> _Document section_:
==================================================
AoC day 7: Handy Haversacks

Fair warning: this may not be my longest code of the year, but I do consider it the most overengineered. Today’s challenge is to extract various metrology information about a distinguished bag in a graph of bags. I’ll proceed in literate Haskell, with a few extensions and imports.

{-# LANGUAGE DeriveFunctor #-}
{-# LANGUAGE TypeFamilies  #-}

import Control.Applicative (liftA2)
import Data.Char           (isSpace)
import Data.Maybe          (fromMaybe)
import Data.Semigroup      (stimesMonoid,Any(..),Sum(..))
import Data.Foldable       (find,fold)
import Data.Functor.Foldable hiding (fold)
import Text.Parsec

type Parser = Parsec String ()

The puzzle today defines a directed graph with labeled edges. Nodes are bags, labeled by color; edges define how many bags of each color a bag contains, directed from container to contained. We’re always going to consider the graph from the perspective of a distinguished node: the shiny gold bag.

It follows from the puzzle assignments there cannot be a circuit in the subgraph generated from the shiny gold bag, as that would mean an infinite number of bags for part 2, which doesn’t quite fit the format. I don’t see anything preventing circuits in the rest of the graph: it wouldn’t invalidate the reasoning for the part of the graph examined in part 1, and if there’s a disconnected subgraph in there somewhere, so be it.¹

I don’t recall encountering any in my input though.

Here’s the statement sample’s graph to make things clearer.

Part 1 asks to count the number of bags “left” of shiny gold. Part 2 asks to sum the bags counts “right” of shiny gold, weighted by the edges’ labels.
==================================================
> _Recorded data_:
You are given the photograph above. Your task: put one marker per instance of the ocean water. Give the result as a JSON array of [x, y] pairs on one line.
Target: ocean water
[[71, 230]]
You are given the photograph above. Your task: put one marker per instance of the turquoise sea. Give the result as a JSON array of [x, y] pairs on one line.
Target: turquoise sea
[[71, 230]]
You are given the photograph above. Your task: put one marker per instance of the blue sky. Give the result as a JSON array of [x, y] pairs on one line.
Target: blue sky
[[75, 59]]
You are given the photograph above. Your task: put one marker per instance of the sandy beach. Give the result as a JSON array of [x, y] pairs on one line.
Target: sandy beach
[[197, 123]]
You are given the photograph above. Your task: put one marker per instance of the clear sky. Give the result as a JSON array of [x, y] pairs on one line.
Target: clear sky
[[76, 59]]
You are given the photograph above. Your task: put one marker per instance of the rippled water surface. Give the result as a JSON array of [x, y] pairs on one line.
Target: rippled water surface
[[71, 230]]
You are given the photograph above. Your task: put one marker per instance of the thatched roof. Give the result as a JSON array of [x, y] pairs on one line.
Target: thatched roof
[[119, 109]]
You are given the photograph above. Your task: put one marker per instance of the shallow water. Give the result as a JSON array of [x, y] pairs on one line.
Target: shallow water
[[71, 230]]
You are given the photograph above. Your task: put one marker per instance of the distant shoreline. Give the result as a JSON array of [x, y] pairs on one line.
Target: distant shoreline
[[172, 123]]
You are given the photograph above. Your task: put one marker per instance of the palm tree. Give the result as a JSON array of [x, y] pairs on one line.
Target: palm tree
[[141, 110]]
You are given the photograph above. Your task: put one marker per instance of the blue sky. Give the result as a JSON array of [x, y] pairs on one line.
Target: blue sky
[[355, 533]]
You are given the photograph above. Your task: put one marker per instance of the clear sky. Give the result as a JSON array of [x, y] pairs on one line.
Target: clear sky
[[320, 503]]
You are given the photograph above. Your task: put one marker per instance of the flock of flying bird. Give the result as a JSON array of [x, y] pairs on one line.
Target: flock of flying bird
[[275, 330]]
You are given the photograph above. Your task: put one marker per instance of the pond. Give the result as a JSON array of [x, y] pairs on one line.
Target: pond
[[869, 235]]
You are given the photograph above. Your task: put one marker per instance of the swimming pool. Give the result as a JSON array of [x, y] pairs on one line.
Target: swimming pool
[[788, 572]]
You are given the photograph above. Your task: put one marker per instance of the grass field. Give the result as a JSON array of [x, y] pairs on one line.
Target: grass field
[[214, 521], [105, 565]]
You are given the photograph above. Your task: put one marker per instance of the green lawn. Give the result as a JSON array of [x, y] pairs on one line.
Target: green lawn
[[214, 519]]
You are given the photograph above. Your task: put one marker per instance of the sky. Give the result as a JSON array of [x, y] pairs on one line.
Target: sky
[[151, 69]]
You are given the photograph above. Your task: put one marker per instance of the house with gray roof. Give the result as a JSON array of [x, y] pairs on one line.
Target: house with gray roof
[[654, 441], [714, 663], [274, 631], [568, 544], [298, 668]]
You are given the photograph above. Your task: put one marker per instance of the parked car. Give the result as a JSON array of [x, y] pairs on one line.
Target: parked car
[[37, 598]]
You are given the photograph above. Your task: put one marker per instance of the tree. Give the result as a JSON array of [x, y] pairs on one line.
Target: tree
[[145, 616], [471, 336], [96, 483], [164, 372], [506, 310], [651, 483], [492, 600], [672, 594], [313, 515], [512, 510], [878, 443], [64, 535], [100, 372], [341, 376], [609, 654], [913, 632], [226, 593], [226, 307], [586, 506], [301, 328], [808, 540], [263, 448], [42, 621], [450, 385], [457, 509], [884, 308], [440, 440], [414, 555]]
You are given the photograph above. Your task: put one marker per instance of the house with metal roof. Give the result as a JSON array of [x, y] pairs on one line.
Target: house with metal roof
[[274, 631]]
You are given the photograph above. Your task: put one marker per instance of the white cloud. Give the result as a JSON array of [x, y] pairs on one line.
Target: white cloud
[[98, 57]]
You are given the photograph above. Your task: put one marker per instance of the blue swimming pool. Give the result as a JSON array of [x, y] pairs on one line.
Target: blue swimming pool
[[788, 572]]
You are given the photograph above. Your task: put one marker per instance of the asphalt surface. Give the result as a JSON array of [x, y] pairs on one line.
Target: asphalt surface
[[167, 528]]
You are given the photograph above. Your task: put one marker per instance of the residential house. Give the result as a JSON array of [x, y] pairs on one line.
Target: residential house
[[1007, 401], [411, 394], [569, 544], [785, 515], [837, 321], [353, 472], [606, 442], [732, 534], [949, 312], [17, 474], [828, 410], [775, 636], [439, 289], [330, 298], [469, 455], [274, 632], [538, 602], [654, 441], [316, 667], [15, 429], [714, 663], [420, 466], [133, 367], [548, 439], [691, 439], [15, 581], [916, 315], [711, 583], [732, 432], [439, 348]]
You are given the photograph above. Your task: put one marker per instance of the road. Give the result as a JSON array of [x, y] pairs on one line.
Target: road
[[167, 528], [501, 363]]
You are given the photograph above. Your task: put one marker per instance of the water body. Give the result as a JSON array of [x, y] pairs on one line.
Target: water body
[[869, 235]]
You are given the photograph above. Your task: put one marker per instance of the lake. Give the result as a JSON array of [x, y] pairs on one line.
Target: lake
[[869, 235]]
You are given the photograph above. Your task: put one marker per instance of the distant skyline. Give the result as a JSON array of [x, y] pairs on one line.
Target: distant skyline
==================================================
> _Written request 1_:
In the Handy Haversacks post, which bag serves as the distinguished node from whose perspective the graph is always considered?
> _Written request 2_:
Reproduce everything in the rows from the line containing "the distant shoreline." down to the line containing "[[172, 123]]", both lines included.
The post and the rows are unrelated material.

> _Written response 1_:
The shiny gold bag.

> _Written response 2_:
You are given the photograph above. Your task: put one marker per instance of the distant shoreline. Give the result as a JSON array of [x, y] pairs on one line.
Target: distant shoreline
[[172, 123]]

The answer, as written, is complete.